**Text section:**
::::

|Advisory Opinion No. 98-17:||Application of Public Officers Law §73(8) to a former employee of the Thruway Authority who is now Executive Director of a multi-state coalition which includes his former agency as a member.|
The following advisory opinion is issued in response to a request from [ ], a former employee of the Thruway Authority ("Authority"), who asks how the post-employment restrictions of Public Officers Law §73(8)(a) apply to him in his current position as [a senior official] of the I-95 Corridor Coalition ("Coalition").
Pursuant to the authority vested in it by Executive Law §94(15), the New York State Ethics Commission ("Commission") renders its opinion that the post-employment restrictions do not apply to him, as he is employed by an organization that is governmental in nature. Public Officers Law §73(8)(e), which excepts government employees from the post-employment restrictions, is applicable to him.
[The requesting individual] was an employee of the Authority from [date] until his retirement on [ ] 1997. His last position at the Authority was [job title]. In that position, his primary responsibility was to direct [various] functions, which included [ ]. During approximately the last 18 months of his State service, he directed the [ ] function, serving as Chair of the Authority's [ ] Committee. This committee was comprised of the program managers from various internal Authority departments. Its role was to recommend [ ] projects and/or policies to the Executive Director and, in some cases, to the Board. He also served on a number of external committees, including, for approximately the last 18-24 months of his State service, the Steering Committee of the Coalition.

::::

**Provided material:**
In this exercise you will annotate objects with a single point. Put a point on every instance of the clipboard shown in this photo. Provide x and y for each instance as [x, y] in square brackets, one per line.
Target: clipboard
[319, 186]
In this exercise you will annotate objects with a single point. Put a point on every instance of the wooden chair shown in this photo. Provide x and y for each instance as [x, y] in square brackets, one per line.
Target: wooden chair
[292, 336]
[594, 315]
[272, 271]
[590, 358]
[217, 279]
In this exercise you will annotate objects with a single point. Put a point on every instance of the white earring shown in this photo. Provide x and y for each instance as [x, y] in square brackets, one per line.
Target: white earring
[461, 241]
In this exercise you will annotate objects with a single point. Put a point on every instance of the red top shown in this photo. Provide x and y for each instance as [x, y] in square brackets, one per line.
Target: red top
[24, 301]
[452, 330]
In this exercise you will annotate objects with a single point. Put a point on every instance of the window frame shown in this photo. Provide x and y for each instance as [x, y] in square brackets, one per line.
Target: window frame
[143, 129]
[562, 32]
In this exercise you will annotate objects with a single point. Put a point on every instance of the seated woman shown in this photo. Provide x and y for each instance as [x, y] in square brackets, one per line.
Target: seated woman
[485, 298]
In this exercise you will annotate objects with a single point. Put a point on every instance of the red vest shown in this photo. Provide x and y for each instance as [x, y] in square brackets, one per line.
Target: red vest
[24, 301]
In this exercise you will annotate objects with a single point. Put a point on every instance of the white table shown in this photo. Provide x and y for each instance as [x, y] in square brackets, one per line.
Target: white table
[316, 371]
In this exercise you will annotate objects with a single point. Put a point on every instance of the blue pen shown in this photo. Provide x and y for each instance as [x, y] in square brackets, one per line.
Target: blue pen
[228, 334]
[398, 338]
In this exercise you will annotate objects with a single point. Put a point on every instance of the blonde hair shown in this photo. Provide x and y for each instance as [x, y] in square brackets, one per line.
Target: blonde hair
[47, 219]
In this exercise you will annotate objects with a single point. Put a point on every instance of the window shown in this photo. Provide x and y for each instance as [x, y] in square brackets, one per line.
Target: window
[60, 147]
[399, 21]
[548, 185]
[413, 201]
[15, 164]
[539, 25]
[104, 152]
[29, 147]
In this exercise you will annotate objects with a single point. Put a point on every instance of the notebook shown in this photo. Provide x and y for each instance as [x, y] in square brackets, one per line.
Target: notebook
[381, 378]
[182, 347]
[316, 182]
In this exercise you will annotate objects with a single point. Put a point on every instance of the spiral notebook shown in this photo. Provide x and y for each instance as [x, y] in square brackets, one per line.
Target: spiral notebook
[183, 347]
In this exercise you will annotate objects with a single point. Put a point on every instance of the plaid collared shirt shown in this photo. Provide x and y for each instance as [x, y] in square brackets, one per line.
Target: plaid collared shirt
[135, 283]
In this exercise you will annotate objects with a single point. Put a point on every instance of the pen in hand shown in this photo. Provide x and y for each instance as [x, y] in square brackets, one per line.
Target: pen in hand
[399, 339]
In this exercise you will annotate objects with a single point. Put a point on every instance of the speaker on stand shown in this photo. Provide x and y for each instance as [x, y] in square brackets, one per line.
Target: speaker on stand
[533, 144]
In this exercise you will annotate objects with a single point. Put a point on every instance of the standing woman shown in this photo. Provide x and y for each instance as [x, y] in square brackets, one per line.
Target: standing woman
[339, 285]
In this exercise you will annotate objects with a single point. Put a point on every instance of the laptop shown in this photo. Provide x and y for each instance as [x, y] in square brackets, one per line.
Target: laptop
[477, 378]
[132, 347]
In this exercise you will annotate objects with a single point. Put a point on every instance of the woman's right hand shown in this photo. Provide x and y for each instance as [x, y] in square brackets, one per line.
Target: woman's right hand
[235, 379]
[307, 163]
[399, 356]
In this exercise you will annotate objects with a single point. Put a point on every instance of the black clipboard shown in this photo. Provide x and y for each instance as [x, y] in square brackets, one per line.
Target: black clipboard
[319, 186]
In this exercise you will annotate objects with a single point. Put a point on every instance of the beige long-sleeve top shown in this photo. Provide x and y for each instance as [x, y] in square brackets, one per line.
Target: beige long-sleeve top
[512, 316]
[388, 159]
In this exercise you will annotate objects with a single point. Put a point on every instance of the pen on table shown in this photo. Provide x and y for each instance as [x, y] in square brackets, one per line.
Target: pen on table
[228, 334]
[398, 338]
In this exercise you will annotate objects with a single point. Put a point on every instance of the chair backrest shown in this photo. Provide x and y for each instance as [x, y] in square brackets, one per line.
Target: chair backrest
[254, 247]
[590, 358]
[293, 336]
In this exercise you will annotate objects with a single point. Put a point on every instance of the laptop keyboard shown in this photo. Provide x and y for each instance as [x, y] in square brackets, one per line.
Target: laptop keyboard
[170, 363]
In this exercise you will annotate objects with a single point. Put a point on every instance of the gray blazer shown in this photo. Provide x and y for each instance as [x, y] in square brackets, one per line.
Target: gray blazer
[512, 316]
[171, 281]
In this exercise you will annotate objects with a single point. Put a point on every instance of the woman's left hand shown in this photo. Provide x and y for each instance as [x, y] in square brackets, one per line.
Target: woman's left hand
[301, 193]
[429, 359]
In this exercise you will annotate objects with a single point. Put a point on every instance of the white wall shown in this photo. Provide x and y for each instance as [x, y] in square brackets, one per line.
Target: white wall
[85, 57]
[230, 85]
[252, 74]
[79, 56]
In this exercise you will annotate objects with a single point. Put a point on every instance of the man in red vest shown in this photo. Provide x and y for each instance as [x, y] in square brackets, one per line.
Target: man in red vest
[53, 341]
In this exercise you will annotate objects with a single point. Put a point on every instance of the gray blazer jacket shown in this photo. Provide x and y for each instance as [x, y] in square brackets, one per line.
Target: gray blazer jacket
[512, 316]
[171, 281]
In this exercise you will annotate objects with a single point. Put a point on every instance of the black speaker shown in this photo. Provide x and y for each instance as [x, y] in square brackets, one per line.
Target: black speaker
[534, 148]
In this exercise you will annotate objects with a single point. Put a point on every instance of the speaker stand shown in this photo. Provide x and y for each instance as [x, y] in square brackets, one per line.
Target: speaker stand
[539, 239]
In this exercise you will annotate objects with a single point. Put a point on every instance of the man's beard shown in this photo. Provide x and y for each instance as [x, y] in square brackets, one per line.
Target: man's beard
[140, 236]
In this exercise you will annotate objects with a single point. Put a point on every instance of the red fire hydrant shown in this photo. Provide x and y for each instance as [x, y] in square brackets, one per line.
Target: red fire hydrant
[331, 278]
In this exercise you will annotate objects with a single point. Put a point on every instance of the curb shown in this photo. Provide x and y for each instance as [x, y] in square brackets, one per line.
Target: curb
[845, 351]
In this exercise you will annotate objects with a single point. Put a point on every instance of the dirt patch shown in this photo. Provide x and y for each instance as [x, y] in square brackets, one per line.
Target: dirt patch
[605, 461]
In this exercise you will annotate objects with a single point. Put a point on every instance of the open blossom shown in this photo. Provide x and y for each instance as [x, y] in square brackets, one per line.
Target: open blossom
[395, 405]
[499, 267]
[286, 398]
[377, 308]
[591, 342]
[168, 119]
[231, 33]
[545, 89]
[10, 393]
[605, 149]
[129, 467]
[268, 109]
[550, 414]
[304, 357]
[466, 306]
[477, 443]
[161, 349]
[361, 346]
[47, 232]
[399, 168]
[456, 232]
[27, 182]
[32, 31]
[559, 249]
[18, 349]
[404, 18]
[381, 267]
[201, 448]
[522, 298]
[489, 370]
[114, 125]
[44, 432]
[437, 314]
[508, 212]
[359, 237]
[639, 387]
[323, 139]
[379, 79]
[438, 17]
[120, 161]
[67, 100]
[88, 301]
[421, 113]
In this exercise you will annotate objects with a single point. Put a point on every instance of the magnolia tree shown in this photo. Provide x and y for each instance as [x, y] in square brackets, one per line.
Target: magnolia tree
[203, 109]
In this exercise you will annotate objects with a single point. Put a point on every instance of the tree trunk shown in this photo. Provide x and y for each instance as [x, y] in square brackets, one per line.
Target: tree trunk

::::

**Task requirements:**
1. In the advisory opinion on the former Thruway Authority employee, which provision excepts government employees from the post-employment restrictions?
2. Go on with the advisory opinion on the former Thruway Authority employee from the point where it stops.

**Answers:**
1. Public Officers Law §73(8)(e)

2.
After he announced his retirement but before he actually retired, the then-[senior official] of the Coalition announced her retirement, effective in [ ] 1998. After discussions with the Authority's legal staff, [the requesting individual] decided to apply for the position. He was selected to serve on a consulting basis, effective [two months after retirement.]
The Coalition is an unusual entity. It is described in its brochures as "a regional partnership of transportation agencies, bringing its members together to address ITS solutions to shared transportation problems and challenges." The Coalition began as an informal group of transportation professionals working toward coordinated incident management. The geographic boundaries of the 12 states through which I-95 passes made implementation of ITS difficult without a coordinating body. Recognizing this need, the United States Department of Transportation named the region a Priority Corridor in 1991. This led to a mandate for the creation of a partnership of agencies throughout the region to move toward the ideal of having a seamless transportation system. As a result, the Coalition was established in 1993.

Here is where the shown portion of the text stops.